### Tarefas obrigatórias
1. Traduza para o inglês esta frase do texto sobre estilo no cinema: "Em virtude disso, Bordwell insere-se em um programa Revisionista calcado em um paradigma de problema/solução, que busca trabalhar através da identificação e análise dos problemas e das soluções concretas encontradas por cineastas em períodos históricos diferentes (com enfoque especial na questão de como dirigir adequadamente a atenção do espectador)."
2. No texto sobre estilo no cinema, em que paradigma se apoia o programa Revisionista em que Bordwell se insere?

3. Esquemas de encenação e a poética da continuidade intensificada

Ao analisar correntes conceituais que buscam definir um processo histórico evolutivo do cinema através do estilo, Bordwell (2013) nota incongruências dentro das mesmas5 . Para ele, "não há nenhuma razão para crer que a mudança estilística obedeça a quaisquer leis de grande escala. Um estilo pode ir do complexo ou da complexidade para a simplicidade" (2013, p. 64). Em virtude disso, Bordwell insere-se em um programa Revisionista calcado em um paradigma de problema/solução, que busca trabalhar através da identificação e análise dos problemas e das soluções concretas encontradas por cineastas em períodos históricos diferentes (com enfoque especial na questão de como dirigir adequadamente a atenção do espectador).

### Informações fornecidas
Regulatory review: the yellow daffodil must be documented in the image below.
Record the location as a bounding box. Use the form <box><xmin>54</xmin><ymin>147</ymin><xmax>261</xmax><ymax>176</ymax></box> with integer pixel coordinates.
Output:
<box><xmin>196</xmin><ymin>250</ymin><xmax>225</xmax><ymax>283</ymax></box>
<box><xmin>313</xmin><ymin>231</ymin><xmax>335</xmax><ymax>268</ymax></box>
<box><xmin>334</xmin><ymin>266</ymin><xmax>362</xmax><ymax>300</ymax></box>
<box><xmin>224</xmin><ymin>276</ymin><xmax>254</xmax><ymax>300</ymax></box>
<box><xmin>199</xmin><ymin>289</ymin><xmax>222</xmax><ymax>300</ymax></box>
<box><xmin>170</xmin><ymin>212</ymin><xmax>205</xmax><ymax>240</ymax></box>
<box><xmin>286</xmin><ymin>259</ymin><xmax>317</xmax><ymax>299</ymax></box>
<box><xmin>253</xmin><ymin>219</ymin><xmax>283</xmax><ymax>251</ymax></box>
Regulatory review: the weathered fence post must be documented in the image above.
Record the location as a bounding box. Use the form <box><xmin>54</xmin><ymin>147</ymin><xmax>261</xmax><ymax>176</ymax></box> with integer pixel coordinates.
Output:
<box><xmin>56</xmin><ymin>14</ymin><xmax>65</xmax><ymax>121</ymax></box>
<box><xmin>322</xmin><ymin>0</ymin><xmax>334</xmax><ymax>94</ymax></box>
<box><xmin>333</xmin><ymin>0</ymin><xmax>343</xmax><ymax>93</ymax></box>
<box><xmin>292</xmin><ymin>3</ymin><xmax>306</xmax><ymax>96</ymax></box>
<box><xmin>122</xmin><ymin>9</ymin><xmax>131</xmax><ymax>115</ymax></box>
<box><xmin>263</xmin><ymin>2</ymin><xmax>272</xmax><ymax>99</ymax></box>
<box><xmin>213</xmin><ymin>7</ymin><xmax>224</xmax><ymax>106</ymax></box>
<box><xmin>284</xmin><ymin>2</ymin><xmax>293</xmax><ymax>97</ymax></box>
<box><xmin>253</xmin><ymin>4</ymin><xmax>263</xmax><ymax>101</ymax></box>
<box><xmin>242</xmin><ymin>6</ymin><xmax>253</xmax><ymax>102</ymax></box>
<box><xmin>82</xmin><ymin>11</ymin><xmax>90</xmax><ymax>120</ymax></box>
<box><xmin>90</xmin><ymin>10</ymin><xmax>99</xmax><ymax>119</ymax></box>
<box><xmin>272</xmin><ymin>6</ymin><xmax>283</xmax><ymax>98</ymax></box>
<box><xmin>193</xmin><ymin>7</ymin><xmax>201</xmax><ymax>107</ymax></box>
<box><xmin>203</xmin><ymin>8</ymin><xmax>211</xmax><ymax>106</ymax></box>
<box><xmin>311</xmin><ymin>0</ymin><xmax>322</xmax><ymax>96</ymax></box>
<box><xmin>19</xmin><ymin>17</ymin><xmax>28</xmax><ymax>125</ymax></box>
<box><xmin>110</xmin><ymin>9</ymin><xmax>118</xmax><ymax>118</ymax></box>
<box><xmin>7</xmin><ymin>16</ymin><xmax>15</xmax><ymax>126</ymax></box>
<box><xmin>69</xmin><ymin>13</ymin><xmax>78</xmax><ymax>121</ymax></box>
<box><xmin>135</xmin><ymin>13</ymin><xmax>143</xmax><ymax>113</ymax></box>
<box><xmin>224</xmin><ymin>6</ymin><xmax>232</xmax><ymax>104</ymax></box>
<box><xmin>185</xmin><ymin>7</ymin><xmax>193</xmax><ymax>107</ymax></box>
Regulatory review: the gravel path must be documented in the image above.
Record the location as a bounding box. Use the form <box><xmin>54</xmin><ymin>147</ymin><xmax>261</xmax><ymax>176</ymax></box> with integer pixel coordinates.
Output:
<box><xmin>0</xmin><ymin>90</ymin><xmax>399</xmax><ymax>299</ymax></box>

### Respostas desenvolvidas
1. As a result, Bordwell places himself within a Revisionist program grounded in a problem/solution paradigm, which seeks to work through the identification and analysis of the problems and of the concrete solutions found by filmmakers in different historical periods (with special focus on the question of how to properly direct the viewer's attention).

2. Em um paradigma de problema/solução.